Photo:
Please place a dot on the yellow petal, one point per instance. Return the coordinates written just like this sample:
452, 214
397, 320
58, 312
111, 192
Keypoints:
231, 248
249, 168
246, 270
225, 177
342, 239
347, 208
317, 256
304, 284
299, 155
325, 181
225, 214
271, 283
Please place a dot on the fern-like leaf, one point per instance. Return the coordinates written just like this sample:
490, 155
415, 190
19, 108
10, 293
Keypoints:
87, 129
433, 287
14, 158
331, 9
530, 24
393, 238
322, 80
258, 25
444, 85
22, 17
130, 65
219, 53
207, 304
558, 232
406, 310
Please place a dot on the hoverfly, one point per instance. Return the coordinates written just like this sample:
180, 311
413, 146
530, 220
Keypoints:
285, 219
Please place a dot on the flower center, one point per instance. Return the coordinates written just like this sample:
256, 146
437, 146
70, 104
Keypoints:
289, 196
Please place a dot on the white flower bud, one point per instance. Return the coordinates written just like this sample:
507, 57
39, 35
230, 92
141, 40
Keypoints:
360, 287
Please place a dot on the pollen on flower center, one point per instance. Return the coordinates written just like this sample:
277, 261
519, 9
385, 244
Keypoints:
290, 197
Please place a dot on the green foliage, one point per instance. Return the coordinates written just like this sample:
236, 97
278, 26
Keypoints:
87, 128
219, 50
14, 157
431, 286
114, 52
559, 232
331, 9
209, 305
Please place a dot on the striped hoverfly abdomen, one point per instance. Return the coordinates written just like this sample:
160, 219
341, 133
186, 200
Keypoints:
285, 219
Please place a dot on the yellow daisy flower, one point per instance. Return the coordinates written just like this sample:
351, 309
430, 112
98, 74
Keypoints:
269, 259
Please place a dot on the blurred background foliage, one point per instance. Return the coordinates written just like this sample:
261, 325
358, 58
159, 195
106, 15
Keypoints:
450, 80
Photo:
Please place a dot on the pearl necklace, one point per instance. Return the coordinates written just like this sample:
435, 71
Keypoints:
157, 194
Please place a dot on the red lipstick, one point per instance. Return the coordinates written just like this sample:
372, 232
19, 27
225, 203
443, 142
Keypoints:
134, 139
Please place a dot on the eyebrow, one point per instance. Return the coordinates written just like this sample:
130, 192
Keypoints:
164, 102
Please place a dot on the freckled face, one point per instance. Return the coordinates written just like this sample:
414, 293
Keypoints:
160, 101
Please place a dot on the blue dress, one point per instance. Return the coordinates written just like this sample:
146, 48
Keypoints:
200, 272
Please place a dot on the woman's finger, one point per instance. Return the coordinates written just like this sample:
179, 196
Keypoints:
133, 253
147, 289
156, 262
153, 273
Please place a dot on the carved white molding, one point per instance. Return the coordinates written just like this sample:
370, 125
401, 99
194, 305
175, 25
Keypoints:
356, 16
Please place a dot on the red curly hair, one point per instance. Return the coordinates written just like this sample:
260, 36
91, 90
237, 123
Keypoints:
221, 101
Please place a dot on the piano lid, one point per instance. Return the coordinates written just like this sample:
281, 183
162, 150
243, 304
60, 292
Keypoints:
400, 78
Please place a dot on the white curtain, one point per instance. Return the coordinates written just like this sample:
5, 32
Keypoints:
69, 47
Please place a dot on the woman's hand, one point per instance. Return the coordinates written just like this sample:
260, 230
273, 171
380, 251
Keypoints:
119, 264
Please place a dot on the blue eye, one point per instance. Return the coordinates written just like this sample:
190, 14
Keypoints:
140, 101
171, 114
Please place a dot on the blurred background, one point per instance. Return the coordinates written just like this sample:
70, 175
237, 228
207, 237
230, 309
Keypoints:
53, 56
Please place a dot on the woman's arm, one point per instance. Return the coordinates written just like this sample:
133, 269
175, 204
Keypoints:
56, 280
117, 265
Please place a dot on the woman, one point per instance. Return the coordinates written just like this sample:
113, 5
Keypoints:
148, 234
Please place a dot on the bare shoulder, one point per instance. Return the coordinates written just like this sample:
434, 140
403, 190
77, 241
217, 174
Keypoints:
#####
Each record above must be given again exactly.

**TASK OUTPUT**
Photo:
Please place a dot on the yellow petal, one point per instance. Return the coordinates written just like this sample:
452, 214
397, 320
58, 312
111, 192
Keypoints:
231, 248
249, 168
246, 270
225, 177
342, 239
347, 208
317, 256
304, 284
299, 155
325, 181
225, 214
271, 283
Please place a dot on the fern-like leaf, one point per instance. Return the coordinates written just like this sample:
490, 155
415, 190
19, 108
10, 293
Keypoints:
87, 129
433, 287
14, 158
331, 9
530, 24
393, 238
322, 80
258, 25
444, 85
22, 17
130, 65
219, 53
207, 304
558, 232
406, 310
Please place a dot on the hoverfly, one point per instance. Return the coordinates written just like this sample:
180, 311
413, 146
530, 220
Keypoints:
285, 219
Please place a dot on the flower center, one point per instance. Return the coordinates written just like this sample:
256, 146
437, 146
70, 104
Keypoints:
289, 196
Please place a dot on the white flower bud, one point per instance. Return the coordinates written just like this sample:
507, 57
39, 35
230, 92
141, 40
Keypoints:
360, 287
Please place a dot on the pollen on flower center, one point per instance. Return the coordinates written just like this sample:
277, 261
519, 9
385, 244
Keypoints:
290, 197
Please place a dot on the green foliage, one point per instance. Return the coordinates written just like this sample:
236, 97
278, 26
Keypoints:
87, 128
219, 50
14, 157
431, 286
114, 52
559, 232
331, 9
209, 305
Please place a dot on the striped hoverfly abdomen, one point per instance. Return the coordinates written just like this sample:
160, 219
341, 133
186, 200
Keypoints:
285, 219
Please place a dot on the yellow daisy flower, one point per instance. Return the coordinates written just like this sample:
351, 309
430, 112
98, 74
Keypoints:
269, 259
Please place a dot on the blurred background foliage, one point per instance. Return the coordinates written just like this sample:
261, 325
358, 58
159, 195
106, 15
Keypoints:
450, 80
Photo:
Please place a dot on the pearl necklace, one point per instance. Return the coordinates written just like this sample:
435, 71
Keypoints:
157, 194
Please place a dot on the red lipstick, one point per instance. Return the coordinates written just like this sample:
372, 232
19, 27
225, 203
443, 142
Keypoints:
134, 139
Please place a dot on the eyebrow, one point per instance. Return the coordinates written just like this sample:
130, 192
Keypoints:
164, 102
Please place a dot on the freckled face, one point per instance. Return the coordinates written just like this sample:
414, 293
Keypoints:
160, 101
Please place a dot on the blue dress, one point per instance. Return the coordinates written just like this sample:
146, 48
Keypoints:
200, 272
Please place a dot on the woman's finger, one point per instance. Return the coordinates written just like this sample:
179, 196
Keypoints:
133, 253
147, 289
156, 262
153, 273
Please place a dot on the carved white molding, one point per instance. Return the coordinates written just like this sample:
370, 125
401, 99
194, 305
175, 25
Keypoints:
356, 16
Please place a dot on the red curly hair, one point per instance. Return the coordinates written just like this sample:
260, 36
91, 90
237, 123
Keypoints:
221, 101
Please place a dot on the piano lid, one point per instance. Return the coordinates written just like this sample:
281, 183
162, 150
243, 304
60, 292
Keypoints:
400, 78
Please place a dot on the white curtain, one point per instance. Return the coordinates written just like this sample:
5, 32
Keypoints:
69, 47
Please place a dot on the woman's hand, one point per instance. Return the coordinates written just like this sample:
260, 230
273, 171
380, 251
Keypoints:
119, 264
Please place a dot on the blue eye, one point per instance. Return the coordinates written just like this sample:
190, 14
Keypoints:
140, 101
171, 114
Please place a dot on the blurred background, one point per instance. Return the coordinates written just like this sample:
70, 175
237, 228
207, 237
230, 309
Keypoints:
53, 56
Please place a dot on the woman's arm, one point per instance. Return the coordinates written just like this sample:
133, 269
175, 204
Keypoints:
56, 280
117, 265
Please place a dot on the woman, one point per instance. Return the coordinates written just like this sample:
113, 5
Keypoints:
148, 234
Please place a dot on the bare shoulder, one point per instance. Return the coordinates written just like this sample:
434, 140
403, 190
77, 241
217, 174
Keypoints:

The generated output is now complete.